**Assignment 1:** List the four input types that the page extract below says Seedance 2.0 accepts.
**Assignment 2:** In the page extract below, what latency option is given for the Realtime model?
**Assignment 3:** Rewrite the paragraph of the page extract below that begins "Mistral’s Voxtral Transcribe 2" as a short bulleted list.

Video Generation: Seedance 2.0
ByteDance launched Seedance 2.0 on February 13th, featuring what they describe as a “unified multimodal audio-video joint generation architecture.” Key specifications:
- Up to 4K resolution (2K native)
- 4-15 second clips (up to 20s via extension)
- Quad-modal input: text, image (up to 9), video (up to 3), audio (up to 3)
- Enhanced physics-aware training for gravity, momentum, and collision
The ”@ Mention Reference System” allows creators to link uploaded assets to specific narrative instructions, enabling camera techniques like dolly shots, whip pans, and the Hitchcock zoom.
Audio and Voice
Mistral’s Voxtral Transcribe 2 released February 10th offers streaming transcription with configurable latency (200ms option for the Realtime model). The Voxtral Realtime weights are released under Apache 2.0.

**Dataset:**
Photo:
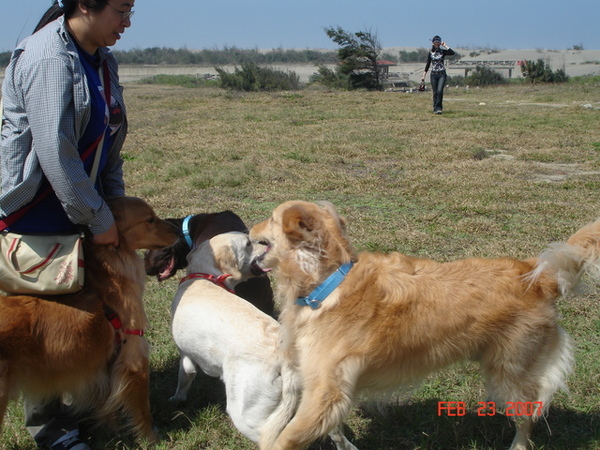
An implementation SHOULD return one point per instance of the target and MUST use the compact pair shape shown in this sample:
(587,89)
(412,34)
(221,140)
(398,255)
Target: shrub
(331,79)
(484,76)
(178,80)
(540,71)
(252,77)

**Exercise result 1:** Text, image, video, audio

**Exercise result 2:** 200ms

**Exercise result 3:**
- Mistral released Voxtral Transcribe 2 on February 10th.
- It offers streaming transcription with configurable latency.
- The Realtime model has a 200ms option.
- Voxtral Realtime weights are released under Apache 2.0.